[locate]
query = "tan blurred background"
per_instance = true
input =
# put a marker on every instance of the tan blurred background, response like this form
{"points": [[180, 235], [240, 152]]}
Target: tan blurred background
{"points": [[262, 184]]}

* * *

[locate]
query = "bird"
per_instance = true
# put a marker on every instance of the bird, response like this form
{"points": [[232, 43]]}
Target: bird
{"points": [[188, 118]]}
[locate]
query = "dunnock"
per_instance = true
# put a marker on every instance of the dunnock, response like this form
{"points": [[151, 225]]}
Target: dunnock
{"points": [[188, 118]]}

Challenge:
Pull out every line from the two blocks above that contains the string "query", matching case exactly.

Answer for the task:
query = "tan blurred background"
query = "bird"
query = "dunnock"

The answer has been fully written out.